* [INSTRUCTIONS TO FOLLOW] Leave out the pictures and repeat exactly the lines from the one containing "Target: corrugated carriage roof" through the end of the records.

* [THE RECORDS]
-------------------------

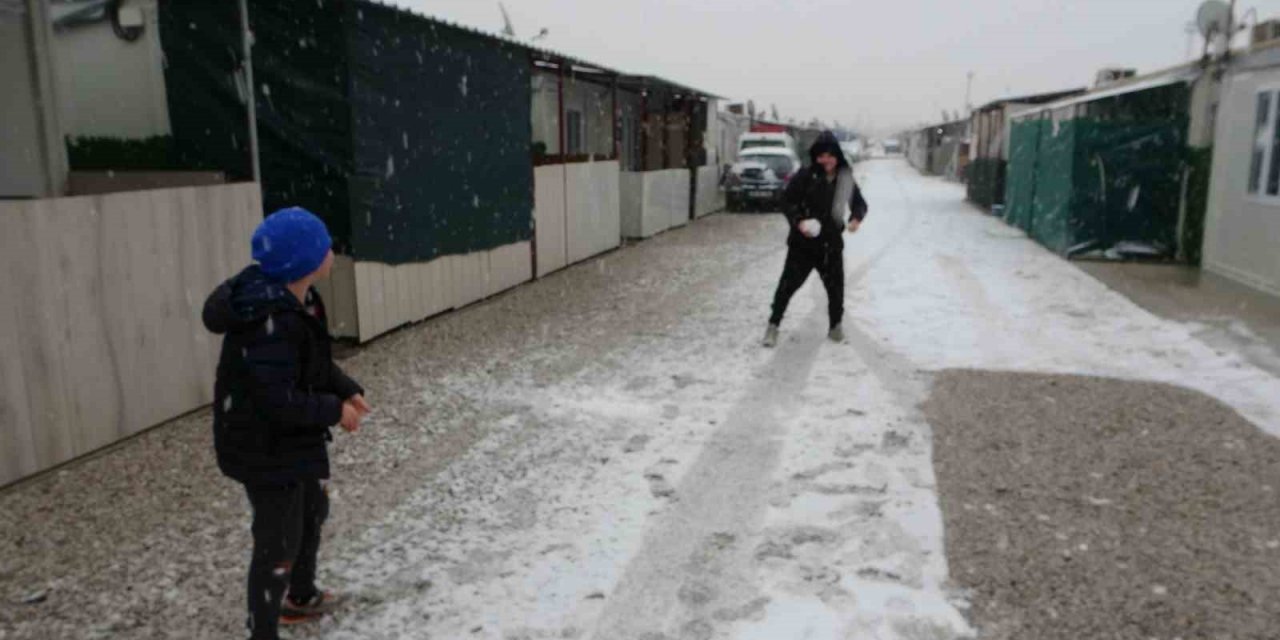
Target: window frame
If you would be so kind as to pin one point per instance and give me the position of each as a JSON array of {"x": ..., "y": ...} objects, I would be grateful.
[{"x": 1270, "y": 156}]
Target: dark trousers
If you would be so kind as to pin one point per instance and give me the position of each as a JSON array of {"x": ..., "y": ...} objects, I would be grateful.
[
  {"x": 287, "y": 521},
  {"x": 830, "y": 263}
]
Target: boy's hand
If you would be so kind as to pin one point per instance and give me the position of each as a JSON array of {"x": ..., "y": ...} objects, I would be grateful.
[
  {"x": 350, "y": 417},
  {"x": 361, "y": 406}
]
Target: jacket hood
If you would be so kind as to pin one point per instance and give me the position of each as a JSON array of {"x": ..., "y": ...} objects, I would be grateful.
[
  {"x": 827, "y": 142},
  {"x": 246, "y": 300}
]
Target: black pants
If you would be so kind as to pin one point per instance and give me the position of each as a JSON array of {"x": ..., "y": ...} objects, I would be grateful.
[
  {"x": 830, "y": 263},
  {"x": 287, "y": 521}
]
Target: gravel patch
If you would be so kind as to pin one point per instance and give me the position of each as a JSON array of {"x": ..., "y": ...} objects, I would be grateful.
[
  {"x": 149, "y": 540},
  {"x": 1088, "y": 507}
]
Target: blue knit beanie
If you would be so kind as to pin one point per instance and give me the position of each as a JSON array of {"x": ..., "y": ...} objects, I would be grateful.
[{"x": 291, "y": 243}]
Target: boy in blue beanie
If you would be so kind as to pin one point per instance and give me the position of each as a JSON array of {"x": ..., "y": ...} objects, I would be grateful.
[{"x": 277, "y": 394}]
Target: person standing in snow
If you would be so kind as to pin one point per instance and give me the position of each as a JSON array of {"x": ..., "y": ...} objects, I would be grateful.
[
  {"x": 277, "y": 394},
  {"x": 821, "y": 202}
]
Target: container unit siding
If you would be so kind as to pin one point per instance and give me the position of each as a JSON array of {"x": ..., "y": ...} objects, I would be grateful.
[
  {"x": 659, "y": 190},
  {"x": 990, "y": 149},
  {"x": 576, "y": 208},
  {"x": 1243, "y": 216}
]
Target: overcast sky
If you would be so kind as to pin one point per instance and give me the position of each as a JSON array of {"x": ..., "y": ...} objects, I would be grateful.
[{"x": 877, "y": 63}]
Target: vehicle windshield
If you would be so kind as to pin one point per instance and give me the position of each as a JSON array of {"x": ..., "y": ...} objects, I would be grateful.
[{"x": 781, "y": 165}]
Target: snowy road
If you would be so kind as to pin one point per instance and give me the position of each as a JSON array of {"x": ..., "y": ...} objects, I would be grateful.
[
  {"x": 698, "y": 487},
  {"x": 608, "y": 453}
]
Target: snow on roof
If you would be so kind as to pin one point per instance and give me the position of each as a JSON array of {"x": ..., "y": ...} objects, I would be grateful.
[
  {"x": 1185, "y": 73},
  {"x": 767, "y": 151},
  {"x": 543, "y": 53}
]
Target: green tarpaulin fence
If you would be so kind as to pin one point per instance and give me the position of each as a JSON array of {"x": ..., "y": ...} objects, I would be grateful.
[{"x": 1097, "y": 174}]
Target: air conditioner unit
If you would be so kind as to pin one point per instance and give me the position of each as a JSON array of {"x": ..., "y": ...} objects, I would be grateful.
[
  {"x": 1266, "y": 33},
  {"x": 1111, "y": 76}
]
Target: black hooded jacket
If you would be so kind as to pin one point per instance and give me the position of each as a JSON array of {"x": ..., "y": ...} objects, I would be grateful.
[
  {"x": 278, "y": 391},
  {"x": 812, "y": 195}
]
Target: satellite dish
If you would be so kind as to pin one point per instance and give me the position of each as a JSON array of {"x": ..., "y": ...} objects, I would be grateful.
[
  {"x": 1214, "y": 18},
  {"x": 507, "y": 27}
]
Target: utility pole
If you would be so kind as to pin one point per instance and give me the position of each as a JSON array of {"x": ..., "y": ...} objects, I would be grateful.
[
  {"x": 968, "y": 94},
  {"x": 251, "y": 96}
]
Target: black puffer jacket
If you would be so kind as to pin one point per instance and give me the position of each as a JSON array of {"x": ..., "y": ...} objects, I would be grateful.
[
  {"x": 278, "y": 391},
  {"x": 812, "y": 195}
]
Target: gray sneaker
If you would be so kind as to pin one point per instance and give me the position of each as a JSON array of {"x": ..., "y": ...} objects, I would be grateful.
[
  {"x": 836, "y": 334},
  {"x": 771, "y": 337}
]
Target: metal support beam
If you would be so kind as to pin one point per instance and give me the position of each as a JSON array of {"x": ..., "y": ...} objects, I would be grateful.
[{"x": 251, "y": 94}]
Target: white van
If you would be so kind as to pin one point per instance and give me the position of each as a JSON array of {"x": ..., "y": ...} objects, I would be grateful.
[{"x": 766, "y": 140}]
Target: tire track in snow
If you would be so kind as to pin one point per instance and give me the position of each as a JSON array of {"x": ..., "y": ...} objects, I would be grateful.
[{"x": 693, "y": 571}]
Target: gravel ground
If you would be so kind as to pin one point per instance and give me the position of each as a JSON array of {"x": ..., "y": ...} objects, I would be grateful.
[
  {"x": 149, "y": 540},
  {"x": 1088, "y": 507}
]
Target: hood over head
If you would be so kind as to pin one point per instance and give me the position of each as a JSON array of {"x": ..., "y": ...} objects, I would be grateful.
[
  {"x": 827, "y": 142},
  {"x": 245, "y": 301}
]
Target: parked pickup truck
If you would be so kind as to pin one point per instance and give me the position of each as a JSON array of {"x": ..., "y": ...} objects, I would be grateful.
[{"x": 757, "y": 181}]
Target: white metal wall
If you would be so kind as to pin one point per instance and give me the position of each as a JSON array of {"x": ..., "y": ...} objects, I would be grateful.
[
  {"x": 1242, "y": 232},
  {"x": 654, "y": 201},
  {"x": 110, "y": 87}
]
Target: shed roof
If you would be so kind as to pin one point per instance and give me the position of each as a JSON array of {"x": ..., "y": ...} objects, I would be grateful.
[
  {"x": 1183, "y": 73},
  {"x": 551, "y": 55},
  {"x": 1034, "y": 99}
]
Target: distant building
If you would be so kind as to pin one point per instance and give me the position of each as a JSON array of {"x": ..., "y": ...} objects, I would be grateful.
[
  {"x": 1107, "y": 173},
  {"x": 1242, "y": 225},
  {"x": 988, "y": 150}
]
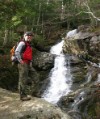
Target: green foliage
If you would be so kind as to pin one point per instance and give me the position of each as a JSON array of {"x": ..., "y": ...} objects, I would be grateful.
[{"x": 35, "y": 14}]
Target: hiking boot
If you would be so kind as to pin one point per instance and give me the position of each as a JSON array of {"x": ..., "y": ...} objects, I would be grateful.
[{"x": 26, "y": 98}]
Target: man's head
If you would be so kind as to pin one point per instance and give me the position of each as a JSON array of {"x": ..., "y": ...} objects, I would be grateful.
[{"x": 28, "y": 36}]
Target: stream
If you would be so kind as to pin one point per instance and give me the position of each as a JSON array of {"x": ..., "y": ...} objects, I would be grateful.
[{"x": 60, "y": 76}]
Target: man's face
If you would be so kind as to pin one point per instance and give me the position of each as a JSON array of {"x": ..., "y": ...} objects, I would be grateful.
[{"x": 28, "y": 38}]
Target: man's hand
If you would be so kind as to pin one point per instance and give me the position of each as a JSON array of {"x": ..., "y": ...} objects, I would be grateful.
[{"x": 22, "y": 62}]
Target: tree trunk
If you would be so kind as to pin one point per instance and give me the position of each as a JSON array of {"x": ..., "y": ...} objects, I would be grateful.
[{"x": 5, "y": 37}]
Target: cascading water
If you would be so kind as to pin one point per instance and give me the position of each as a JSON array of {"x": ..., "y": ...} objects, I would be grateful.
[{"x": 60, "y": 76}]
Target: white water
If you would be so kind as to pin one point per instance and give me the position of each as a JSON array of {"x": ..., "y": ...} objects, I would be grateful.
[{"x": 60, "y": 77}]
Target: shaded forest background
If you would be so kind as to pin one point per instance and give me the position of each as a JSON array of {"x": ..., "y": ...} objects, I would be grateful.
[{"x": 48, "y": 19}]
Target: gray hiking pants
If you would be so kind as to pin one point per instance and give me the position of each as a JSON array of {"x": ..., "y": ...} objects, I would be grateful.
[{"x": 23, "y": 79}]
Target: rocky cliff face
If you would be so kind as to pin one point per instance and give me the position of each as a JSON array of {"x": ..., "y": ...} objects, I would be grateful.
[
  {"x": 86, "y": 42},
  {"x": 84, "y": 100},
  {"x": 12, "y": 108}
]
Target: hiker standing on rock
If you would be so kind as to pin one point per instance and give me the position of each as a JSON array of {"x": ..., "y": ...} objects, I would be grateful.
[{"x": 23, "y": 54}]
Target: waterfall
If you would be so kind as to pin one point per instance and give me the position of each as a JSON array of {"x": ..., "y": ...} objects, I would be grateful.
[{"x": 60, "y": 76}]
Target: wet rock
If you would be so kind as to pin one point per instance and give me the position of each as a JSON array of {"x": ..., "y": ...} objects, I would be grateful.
[{"x": 12, "y": 108}]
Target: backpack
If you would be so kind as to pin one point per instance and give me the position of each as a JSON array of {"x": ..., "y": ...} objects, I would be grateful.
[{"x": 12, "y": 53}]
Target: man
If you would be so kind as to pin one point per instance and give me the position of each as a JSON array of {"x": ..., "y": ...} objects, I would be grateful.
[{"x": 23, "y": 54}]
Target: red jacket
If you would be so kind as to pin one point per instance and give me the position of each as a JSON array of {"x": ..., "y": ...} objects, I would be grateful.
[{"x": 27, "y": 54}]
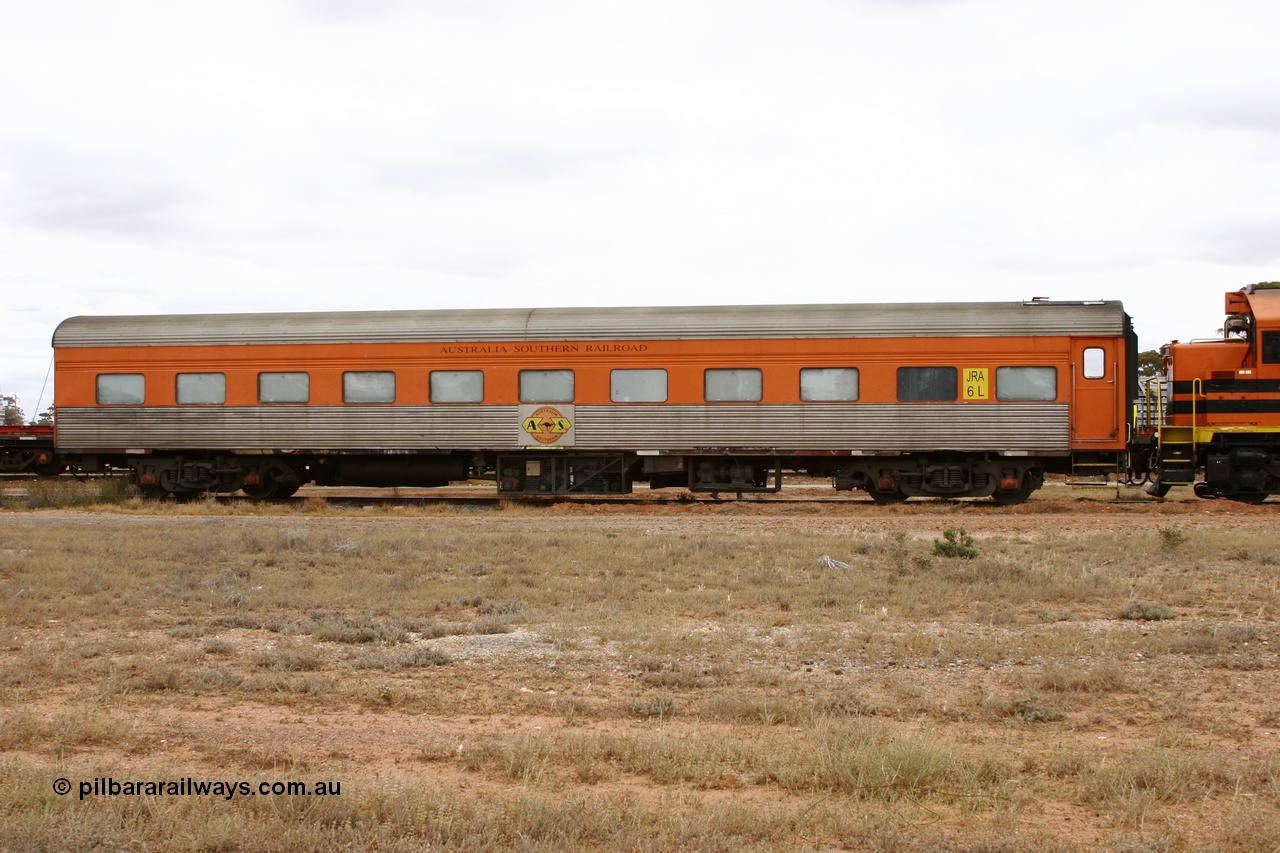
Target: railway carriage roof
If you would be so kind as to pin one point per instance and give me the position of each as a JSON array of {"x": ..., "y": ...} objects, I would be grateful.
[{"x": 888, "y": 320}]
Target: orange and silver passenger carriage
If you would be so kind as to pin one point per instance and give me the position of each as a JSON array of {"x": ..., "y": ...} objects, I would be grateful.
[{"x": 899, "y": 400}]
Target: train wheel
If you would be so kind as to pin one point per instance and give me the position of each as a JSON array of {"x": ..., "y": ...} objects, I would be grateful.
[{"x": 886, "y": 496}]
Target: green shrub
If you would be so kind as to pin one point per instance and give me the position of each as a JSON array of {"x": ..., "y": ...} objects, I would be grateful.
[{"x": 955, "y": 543}]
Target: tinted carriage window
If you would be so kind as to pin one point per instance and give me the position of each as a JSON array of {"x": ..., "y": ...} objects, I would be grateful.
[
  {"x": 201, "y": 388},
  {"x": 1095, "y": 363},
  {"x": 734, "y": 384},
  {"x": 369, "y": 386},
  {"x": 1025, "y": 383},
  {"x": 283, "y": 387},
  {"x": 927, "y": 384},
  {"x": 120, "y": 388},
  {"x": 638, "y": 386},
  {"x": 828, "y": 384},
  {"x": 545, "y": 386},
  {"x": 457, "y": 386}
]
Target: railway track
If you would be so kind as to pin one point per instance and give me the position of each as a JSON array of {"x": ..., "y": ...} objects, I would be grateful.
[{"x": 817, "y": 493}]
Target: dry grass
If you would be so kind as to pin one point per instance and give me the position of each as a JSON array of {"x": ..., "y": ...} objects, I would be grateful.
[{"x": 498, "y": 682}]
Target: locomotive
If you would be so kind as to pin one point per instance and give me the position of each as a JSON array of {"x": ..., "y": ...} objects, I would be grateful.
[{"x": 897, "y": 400}]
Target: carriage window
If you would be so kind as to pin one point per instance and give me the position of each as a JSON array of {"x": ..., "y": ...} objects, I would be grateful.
[
  {"x": 927, "y": 384},
  {"x": 638, "y": 386},
  {"x": 369, "y": 386},
  {"x": 1271, "y": 347},
  {"x": 828, "y": 384},
  {"x": 734, "y": 384},
  {"x": 545, "y": 386},
  {"x": 457, "y": 386},
  {"x": 283, "y": 387},
  {"x": 202, "y": 388},
  {"x": 1095, "y": 363},
  {"x": 120, "y": 388},
  {"x": 1025, "y": 383}
]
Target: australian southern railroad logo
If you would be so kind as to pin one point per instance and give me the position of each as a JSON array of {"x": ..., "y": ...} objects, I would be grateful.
[{"x": 545, "y": 425}]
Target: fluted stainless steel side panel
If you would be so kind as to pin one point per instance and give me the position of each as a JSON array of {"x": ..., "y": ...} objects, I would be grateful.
[
  {"x": 883, "y": 320},
  {"x": 289, "y": 428},
  {"x": 859, "y": 427}
]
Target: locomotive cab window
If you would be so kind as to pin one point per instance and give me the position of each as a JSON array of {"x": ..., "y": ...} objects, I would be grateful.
[
  {"x": 638, "y": 386},
  {"x": 369, "y": 386},
  {"x": 545, "y": 386},
  {"x": 1095, "y": 363},
  {"x": 1271, "y": 347},
  {"x": 457, "y": 386},
  {"x": 828, "y": 384},
  {"x": 734, "y": 384},
  {"x": 283, "y": 387},
  {"x": 201, "y": 388},
  {"x": 120, "y": 388},
  {"x": 1025, "y": 383},
  {"x": 927, "y": 384}
]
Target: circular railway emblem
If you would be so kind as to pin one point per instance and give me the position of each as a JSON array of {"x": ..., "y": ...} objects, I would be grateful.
[{"x": 545, "y": 425}]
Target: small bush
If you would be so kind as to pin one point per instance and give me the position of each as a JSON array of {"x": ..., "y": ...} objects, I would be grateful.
[
  {"x": 659, "y": 706},
  {"x": 955, "y": 543},
  {"x": 1171, "y": 538},
  {"x": 1143, "y": 611}
]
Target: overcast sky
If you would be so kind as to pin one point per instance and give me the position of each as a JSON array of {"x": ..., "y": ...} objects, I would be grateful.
[{"x": 181, "y": 156}]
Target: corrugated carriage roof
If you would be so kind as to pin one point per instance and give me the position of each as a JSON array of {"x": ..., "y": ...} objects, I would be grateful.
[{"x": 886, "y": 320}]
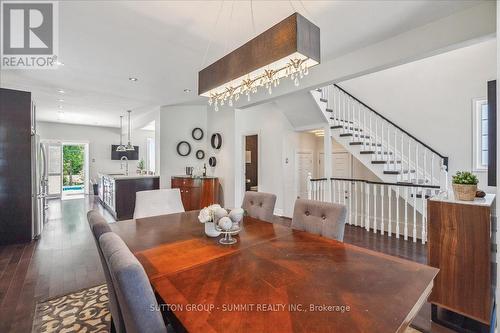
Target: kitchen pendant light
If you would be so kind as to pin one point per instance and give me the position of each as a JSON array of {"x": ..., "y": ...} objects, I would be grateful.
[
  {"x": 129, "y": 145},
  {"x": 121, "y": 147},
  {"x": 286, "y": 50}
]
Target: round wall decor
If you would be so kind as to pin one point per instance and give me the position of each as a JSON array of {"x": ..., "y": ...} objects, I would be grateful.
[
  {"x": 200, "y": 154},
  {"x": 183, "y": 148},
  {"x": 197, "y": 134},
  {"x": 216, "y": 141}
]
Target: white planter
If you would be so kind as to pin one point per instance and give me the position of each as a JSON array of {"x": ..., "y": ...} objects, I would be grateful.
[{"x": 210, "y": 230}]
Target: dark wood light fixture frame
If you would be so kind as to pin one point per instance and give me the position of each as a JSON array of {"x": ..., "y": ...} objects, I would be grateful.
[{"x": 293, "y": 34}]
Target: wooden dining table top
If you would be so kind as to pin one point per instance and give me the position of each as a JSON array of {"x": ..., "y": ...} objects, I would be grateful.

-------------------------

* [SOLUTION TO THE PROBLEM]
Target: corrugated carriage roof
If you would be so kind as to pin one point per instance and give me the position of each as a JSON array of {"x": ..., "y": ...} objects, I would be grateful.
[{"x": 886, "y": 320}]
Target: kitchen pendant light
If you would be so kind as to pin one point per instance and give me the position of each as a JSON array of {"x": ..., "y": ...} objects, I would be grateful.
[
  {"x": 129, "y": 145},
  {"x": 121, "y": 147},
  {"x": 286, "y": 50}
]
Target: round wall decor
If you would be so kind as to pin one point per instance and give me the position of each as a JSON array of {"x": ..., "y": ...} objects, I would be grateful.
[
  {"x": 200, "y": 154},
  {"x": 183, "y": 148},
  {"x": 197, "y": 134},
  {"x": 216, "y": 141}
]
Target: white planter
If you would be so kind as to pin one point per instance and give me the position of each as a JSON array of {"x": ..., "y": ...} objects, I would be grateful.
[{"x": 210, "y": 230}]
Target: dark wood light fixture frame
If you would be so kind as to pin one point per instance and give me the position of each as a JSON array of {"x": ..., "y": ...} objects, I would be grateful.
[{"x": 293, "y": 34}]
Target: wooden dining table top
If you would be so kind as to pin one point per instance and give me the position of each as a JSON array of {"x": ..., "y": ...} objects, I would be grateful.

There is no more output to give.